━━━━━ MATERIAL SHOWN

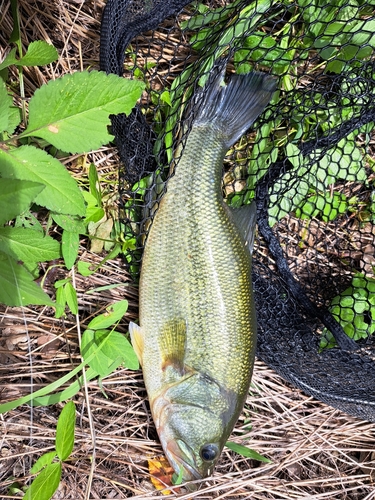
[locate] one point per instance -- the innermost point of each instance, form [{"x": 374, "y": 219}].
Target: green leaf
[
  {"x": 60, "y": 302},
  {"x": 71, "y": 297},
  {"x": 45, "y": 485},
  {"x": 17, "y": 287},
  {"x": 14, "y": 119},
  {"x": 114, "y": 313},
  {"x": 9, "y": 60},
  {"x": 65, "y": 431},
  {"x": 70, "y": 223},
  {"x": 246, "y": 452},
  {"x": 45, "y": 459},
  {"x": 16, "y": 197},
  {"x": 100, "y": 362},
  {"x": 27, "y": 245},
  {"x": 94, "y": 184},
  {"x": 117, "y": 346},
  {"x": 39, "y": 53},
  {"x": 72, "y": 112},
  {"x": 61, "y": 193},
  {"x": 6, "y": 103},
  {"x": 69, "y": 247}
]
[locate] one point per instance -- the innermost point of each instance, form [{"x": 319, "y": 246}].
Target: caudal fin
[{"x": 234, "y": 106}]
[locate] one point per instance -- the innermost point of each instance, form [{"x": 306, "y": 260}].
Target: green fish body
[{"x": 197, "y": 334}]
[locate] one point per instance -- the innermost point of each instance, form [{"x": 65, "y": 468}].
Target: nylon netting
[{"x": 309, "y": 164}]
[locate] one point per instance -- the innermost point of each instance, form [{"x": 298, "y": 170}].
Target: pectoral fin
[
  {"x": 245, "y": 220},
  {"x": 137, "y": 338},
  {"x": 172, "y": 343}
]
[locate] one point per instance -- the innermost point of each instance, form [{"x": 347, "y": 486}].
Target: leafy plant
[
  {"x": 49, "y": 466},
  {"x": 102, "y": 349},
  {"x": 354, "y": 309},
  {"x": 32, "y": 179}
]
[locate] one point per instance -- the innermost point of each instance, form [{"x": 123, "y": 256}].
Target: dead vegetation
[{"x": 316, "y": 451}]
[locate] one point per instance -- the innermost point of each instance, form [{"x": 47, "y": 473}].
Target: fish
[{"x": 196, "y": 336}]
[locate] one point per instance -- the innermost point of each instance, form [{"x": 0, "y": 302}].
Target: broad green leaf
[
  {"x": 61, "y": 193},
  {"x": 16, "y": 196},
  {"x": 65, "y": 431},
  {"x": 45, "y": 459},
  {"x": 72, "y": 112},
  {"x": 27, "y": 245},
  {"x": 5, "y": 104},
  {"x": 45, "y": 485},
  {"x": 100, "y": 362},
  {"x": 116, "y": 347},
  {"x": 17, "y": 287},
  {"x": 70, "y": 223},
  {"x": 114, "y": 313},
  {"x": 71, "y": 297},
  {"x": 38, "y": 53},
  {"x": 69, "y": 247},
  {"x": 246, "y": 452}
]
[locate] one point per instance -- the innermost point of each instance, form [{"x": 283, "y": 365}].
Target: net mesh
[{"x": 308, "y": 163}]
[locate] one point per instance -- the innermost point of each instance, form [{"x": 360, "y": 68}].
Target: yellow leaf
[{"x": 161, "y": 474}]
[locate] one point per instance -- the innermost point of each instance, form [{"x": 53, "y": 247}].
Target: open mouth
[{"x": 180, "y": 456}]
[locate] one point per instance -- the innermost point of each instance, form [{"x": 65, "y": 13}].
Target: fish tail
[{"x": 234, "y": 106}]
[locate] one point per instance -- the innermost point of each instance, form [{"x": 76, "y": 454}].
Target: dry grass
[{"x": 316, "y": 451}]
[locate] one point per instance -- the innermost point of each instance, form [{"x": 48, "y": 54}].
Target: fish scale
[{"x": 197, "y": 334}]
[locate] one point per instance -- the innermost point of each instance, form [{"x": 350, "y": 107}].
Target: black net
[{"x": 309, "y": 164}]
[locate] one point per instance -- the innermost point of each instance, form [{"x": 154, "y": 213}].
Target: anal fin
[
  {"x": 172, "y": 344},
  {"x": 245, "y": 220},
  {"x": 137, "y": 338}
]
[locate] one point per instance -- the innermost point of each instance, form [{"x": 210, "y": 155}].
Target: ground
[{"x": 315, "y": 451}]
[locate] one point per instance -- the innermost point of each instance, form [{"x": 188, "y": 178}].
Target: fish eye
[{"x": 209, "y": 452}]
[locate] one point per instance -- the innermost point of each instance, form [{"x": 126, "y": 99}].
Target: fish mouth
[{"x": 180, "y": 456}]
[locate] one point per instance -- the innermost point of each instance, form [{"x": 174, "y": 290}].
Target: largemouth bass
[{"x": 197, "y": 334}]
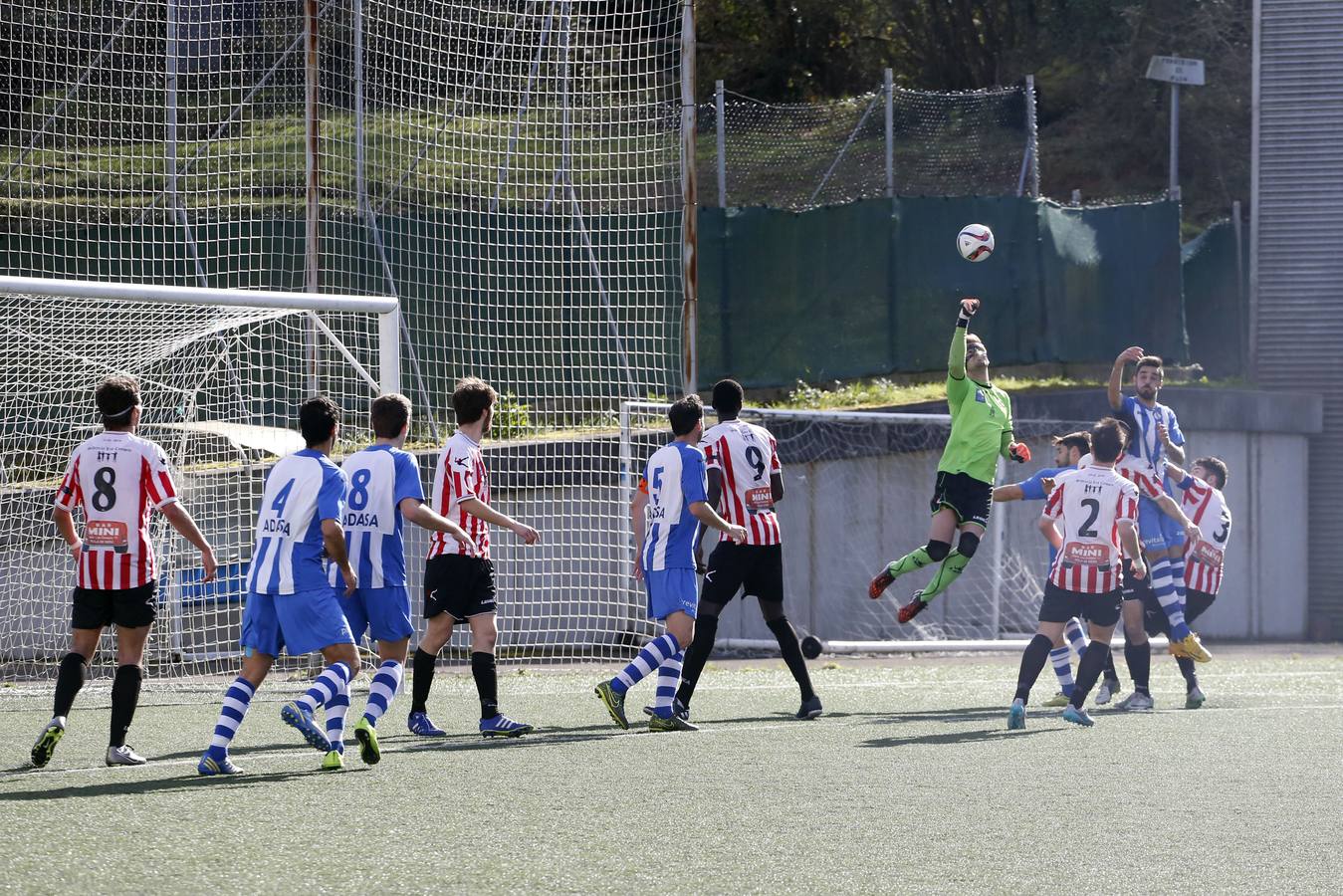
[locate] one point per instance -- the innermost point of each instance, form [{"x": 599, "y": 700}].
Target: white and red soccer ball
[{"x": 976, "y": 242}]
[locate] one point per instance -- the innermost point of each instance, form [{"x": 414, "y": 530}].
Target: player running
[
  {"x": 291, "y": 604},
  {"x": 114, "y": 479},
  {"x": 1068, "y": 450},
  {"x": 1157, "y": 437},
  {"x": 384, "y": 492},
  {"x": 746, "y": 481},
  {"x": 460, "y": 583},
  {"x": 981, "y": 430},
  {"x": 1205, "y": 551},
  {"x": 668, "y": 508},
  {"x": 1097, "y": 510}
]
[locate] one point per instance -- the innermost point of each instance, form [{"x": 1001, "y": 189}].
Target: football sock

━━━━━━━━━━

--- WHAT THE TASK ASKS ---
All lines of the material above should be returned unchanged, but no pictures should be included.

--- SOLUTION BELOW ---
[locate] one point per instance -- the innermost point of each instance, form [{"x": 374, "y": 219}].
Target: green leaf
[
  {"x": 60, "y": 302},
  {"x": 71, "y": 297},
  {"x": 45, "y": 485},
  {"x": 17, "y": 287},
  {"x": 14, "y": 119},
  {"x": 114, "y": 313},
  {"x": 9, "y": 60},
  {"x": 65, "y": 431},
  {"x": 70, "y": 223},
  {"x": 246, "y": 452},
  {"x": 45, "y": 459},
  {"x": 16, "y": 197},
  {"x": 100, "y": 362},
  {"x": 27, "y": 245},
  {"x": 94, "y": 184},
  {"x": 117, "y": 346},
  {"x": 39, "y": 53},
  {"x": 72, "y": 112},
  {"x": 61, "y": 193},
  {"x": 6, "y": 103},
  {"x": 69, "y": 247}
]
[locate] one point per instance -- the innermost point of each instance, form [{"x": 319, "y": 246}].
Target: caudal fin
[{"x": 234, "y": 106}]
[locate] one point per instance -- the innermost point of each instance, form [{"x": 306, "y": 260}].
Target: green fish body
[{"x": 197, "y": 334}]
[locate] one point per instance -- the innermost point of each instance, form [{"x": 65, "y": 468}].
Target: nylon netting
[{"x": 309, "y": 164}]
[locate] one point per instance -- the innermost point of each instance, form [{"x": 298, "y": 170}].
Target: pectoral fin
[
  {"x": 245, "y": 220},
  {"x": 137, "y": 338},
  {"x": 172, "y": 343}
]
[locate] one point per instance -- the innermost point of each instance, form [{"x": 347, "y": 486}].
Target: leafy plant
[
  {"x": 49, "y": 466},
  {"x": 102, "y": 349},
  {"x": 354, "y": 309},
  {"x": 32, "y": 179}
]
[locate] one point per instance -- the innermost point of each instance, form [{"x": 123, "y": 256}].
Target: dead vegetation
[{"x": 316, "y": 451}]
[locate] one point per instance -- the innermost point of each instance, form [{"x": 47, "y": 473}].
Target: fish
[{"x": 196, "y": 336}]
[locate] one point per instance -- the innermost point of each instance, form [{"x": 0, "y": 302}].
Target: broad green leaf
[
  {"x": 61, "y": 193},
  {"x": 16, "y": 196},
  {"x": 65, "y": 431},
  {"x": 45, "y": 459},
  {"x": 72, "y": 112},
  {"x": 27, "y": 245},
  {"x": 5, "y": 104},
  {"x": 45, "y": 485},
  {"x": 100, "y": 362},
  {"x": 116, "y": 347},
  {"x": 17, "y": 287},
  {"x": 70, "y": 223},
  {"x": 114, "y": 313},
  {"x": 71, "y": 297},
  {"x": 38, "y": 53},
  {"x": 69, "y": 247},
  {"x": 246, "y": 452}
]
[locate] one point per instance -- the innermost point of each instance, form [{"x": 283, "y": 365}].
Target: net mesh
[{"x": 308, "y": 163}]
[locate] one point per instance -- the innermost point of each instance, form [{"x": 360, "y": 68}].
Target: yellow leaf
[{"x": 161, "y": 474}]
[locate] one point per instance -- the innermost point of each instance, form [{"x": 53, "y": 247}].
Target: open mouth
[{"x": 180, "y": 456}]
[locate] one point per instance -- the innermost point of each instance, form [{"x": 65, "y": 13}].
Target: fish tail
[{"x": 234, "y": 106}]
[locate] one point per instance -- the innermost point of each instance, form [{"x": 76, "y": 454}].
Target: dry grass
[{"x": 316, "y": 451}]
[locate] one point per instance -- the innermost point of each instance, form [{"x": 48, "y": 54}].
Target: fish scale
[{"x": 197, "y": 334}]
[locate] one point per instance -- the innermost point of each instance, form [{"x": 350, "y": 107}].
Target: black net
[{"x": 309, "y": 164}]
[locate] one point per instance -- the innermost point of each instance, form [{"x": 154, "y": 213}].
Target: anal fin
[
  {"x": 172, "y": 344},
  {"x": 245, "y": 220},
  {"x": 137, "y": 338}
]
[locate] one point per instance -- the innermost point of each instance, form [{"x": 210, "y": 155}].
Target: ground
[{"x": 315, "y": 451}]
[locate] one point per instance -- the innermost point of each instance, form [{"x": 188, "y": 178}].
Target: fish eye
[{"x": 209, "y": 452}]
[locate] one point per instance -- the innermost point of each instance, form [{"x": 126, "y": 99}].
Target: fish mouth
[{"x": 180, "y": 456}]
[locate] one point per instance -- the innermost point of each instance, form [{"x": 174, "y": 290}].
Target: largemouth bass
[{"x": 197, "y": 334}]
[locate] one point per instance -- the innermost point of each instance, form [{"x": 599, "y": 700}].
Target: white and red soccer ball
[{"x": 976, "y": 242}]
[locate] one point per instance -- the innermost point of each instance, form [{"x": 414, "y": 530}].
Target: player running
[
  {"x": 291, "y": 604},
  {"x": 114, "y": 479},
  {"x": 1068, "y": 450},
  {"x": 1157, "y": 437},
  {"x": 384, "y": 492},
  {"x": 746, "y": 481},
  {"x": 460, "y": 583},
  {"x": 981, "y": 430},
  {"x": 1205, "y": 551},
  {"x": 668, "y": 508},
  {"x": 1097, "y": 510}
]
[locate] one point per instance -- the innermost point of each instance, form [{"x": 1001, "y": 189}].
Target: football sock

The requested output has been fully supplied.